> Task prompt
In the records, find each line where "patch" occurs, and copy it.

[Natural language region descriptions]
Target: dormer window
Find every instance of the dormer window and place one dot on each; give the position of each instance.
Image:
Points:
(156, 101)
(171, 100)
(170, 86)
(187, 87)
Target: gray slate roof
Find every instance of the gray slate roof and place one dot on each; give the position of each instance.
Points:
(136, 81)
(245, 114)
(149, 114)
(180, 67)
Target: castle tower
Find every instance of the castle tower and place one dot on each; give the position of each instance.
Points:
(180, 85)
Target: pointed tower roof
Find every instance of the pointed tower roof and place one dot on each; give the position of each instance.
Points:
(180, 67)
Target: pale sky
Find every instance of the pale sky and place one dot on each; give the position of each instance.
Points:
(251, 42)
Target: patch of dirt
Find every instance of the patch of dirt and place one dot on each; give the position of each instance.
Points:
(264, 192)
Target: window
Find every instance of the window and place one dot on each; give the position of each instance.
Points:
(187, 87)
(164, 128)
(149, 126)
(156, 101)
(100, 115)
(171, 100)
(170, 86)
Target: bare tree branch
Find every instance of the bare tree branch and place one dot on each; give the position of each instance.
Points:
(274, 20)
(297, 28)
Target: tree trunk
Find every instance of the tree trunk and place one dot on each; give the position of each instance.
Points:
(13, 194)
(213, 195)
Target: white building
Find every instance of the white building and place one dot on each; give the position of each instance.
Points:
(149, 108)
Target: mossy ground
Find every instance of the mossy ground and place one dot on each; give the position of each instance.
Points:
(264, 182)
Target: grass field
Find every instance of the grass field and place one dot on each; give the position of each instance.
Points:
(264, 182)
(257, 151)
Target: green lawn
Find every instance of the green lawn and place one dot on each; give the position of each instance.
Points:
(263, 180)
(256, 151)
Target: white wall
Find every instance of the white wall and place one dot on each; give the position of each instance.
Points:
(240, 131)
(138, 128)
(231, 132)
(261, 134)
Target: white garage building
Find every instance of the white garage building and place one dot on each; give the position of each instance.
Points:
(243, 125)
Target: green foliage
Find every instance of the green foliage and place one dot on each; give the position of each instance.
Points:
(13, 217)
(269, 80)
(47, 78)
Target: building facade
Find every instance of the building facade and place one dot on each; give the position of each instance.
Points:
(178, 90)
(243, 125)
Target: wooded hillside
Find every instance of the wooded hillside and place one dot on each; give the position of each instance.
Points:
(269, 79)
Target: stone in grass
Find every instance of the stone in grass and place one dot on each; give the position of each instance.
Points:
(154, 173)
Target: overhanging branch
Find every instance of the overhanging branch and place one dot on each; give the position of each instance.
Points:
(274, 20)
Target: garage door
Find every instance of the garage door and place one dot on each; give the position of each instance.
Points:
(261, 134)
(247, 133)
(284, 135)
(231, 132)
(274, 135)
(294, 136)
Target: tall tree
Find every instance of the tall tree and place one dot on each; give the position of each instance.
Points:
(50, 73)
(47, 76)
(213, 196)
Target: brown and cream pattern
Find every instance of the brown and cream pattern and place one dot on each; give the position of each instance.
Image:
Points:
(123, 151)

> Your response
Target: patch of dirt
Find every instance of the patch of dirt and place one dot on each; give the position of each instance.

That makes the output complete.